WORK TO COMPLETE
Quote the data below exactly, everything from the line containing "target | distant mountain ridge" down to the end, and leave the pictures out of your answer.
— start of SUPPLIED RECORDS —
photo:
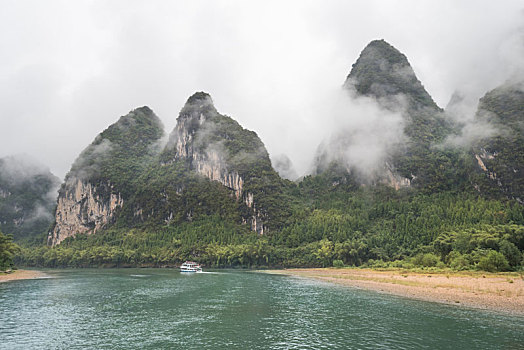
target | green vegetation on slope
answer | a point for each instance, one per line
(7, 251)
(27, 198)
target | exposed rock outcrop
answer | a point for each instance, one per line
(100, 180)
(83, 208)
(218, 148)
(28, 193)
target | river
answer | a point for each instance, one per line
(163, 309)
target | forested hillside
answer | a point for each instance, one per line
(27, 198)
(210, 194)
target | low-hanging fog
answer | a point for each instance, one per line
(70, 69)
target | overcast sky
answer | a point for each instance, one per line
(69, 69)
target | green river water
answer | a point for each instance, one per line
(163, 309)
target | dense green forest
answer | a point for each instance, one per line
(369, 226)
(211, 194)
(8, 250)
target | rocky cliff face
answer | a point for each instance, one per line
(101, 179)
(218, 148)
(82, 208)
(500, 157)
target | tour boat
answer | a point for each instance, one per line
(190, 266)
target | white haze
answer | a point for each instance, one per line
(68, 69)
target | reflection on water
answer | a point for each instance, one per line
(163, 309)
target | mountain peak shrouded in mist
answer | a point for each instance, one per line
(28, 193)
(103, 177)
(382, 71)
(500, 156)
(197, 104)
(392, 125)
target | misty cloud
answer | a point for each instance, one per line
(283, 165)
(363, 136)
(73, 67)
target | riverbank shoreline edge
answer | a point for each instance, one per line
(21, 275)
(487, 291)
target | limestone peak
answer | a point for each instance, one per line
(382, 71)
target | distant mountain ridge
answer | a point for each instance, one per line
(209, 165)
(211, 182)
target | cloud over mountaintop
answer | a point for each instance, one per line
(72, 66)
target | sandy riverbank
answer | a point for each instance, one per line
(21, 275)
(501, 292)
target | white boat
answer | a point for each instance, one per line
(190, 266)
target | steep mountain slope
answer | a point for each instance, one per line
(384, 75)
(500, 158)
(28, 193)
(210, 166)
(104, 176)
(240, 185)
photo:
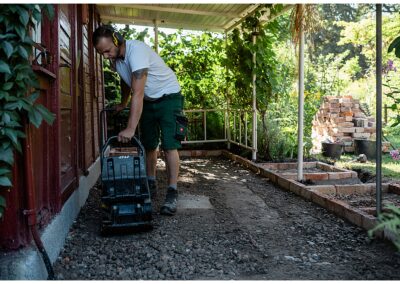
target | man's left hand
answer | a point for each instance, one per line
(126, 135)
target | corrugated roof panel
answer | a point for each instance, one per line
(214, 17)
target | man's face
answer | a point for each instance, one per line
(106, 47)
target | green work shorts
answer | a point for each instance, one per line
(159, 119)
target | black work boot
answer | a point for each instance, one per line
(169, 206)
(152, 188)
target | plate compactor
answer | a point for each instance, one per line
(126, 203)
— end of SUPPLIED RECORDS —
OUTPUT FOR THIS EXERCISE
target | distant mountain ridge
answer | a point for each instance, one per line
(209, 165)
(211, 182)
target | cloud over mountaintop
answer | a point for each instance, one per line
(72, 66)
target | sandy riverbank
answer | a point for each instance, one per line
(21, 275)
(501, 292)
target | white boat
answer | a point for each instance, one per line
(190, 266)
target | steep mountain slope
answer | a point for each instance, one per line
(384, 75)
(500, 158)
(28, 193)
(210, 166)
(104, 176)
(240, 185)
photo:
target | man's left hand
answer | a point for each instance, one per line
(126, 135)
target | corrugated roof panel
answer | a point for each instance, one per line
(214, 17)
target | man's face
answer | a point for each instance, one per line
(106, 47)
target | green work shorts
answer | a point for each instance, one per line
(159, 119)
target | black work boot
answer | a point for each instance, one per line
(169, 206)
(152, 188)
target | plate compactor
answer | a point for each instance, one per line
(126, 203)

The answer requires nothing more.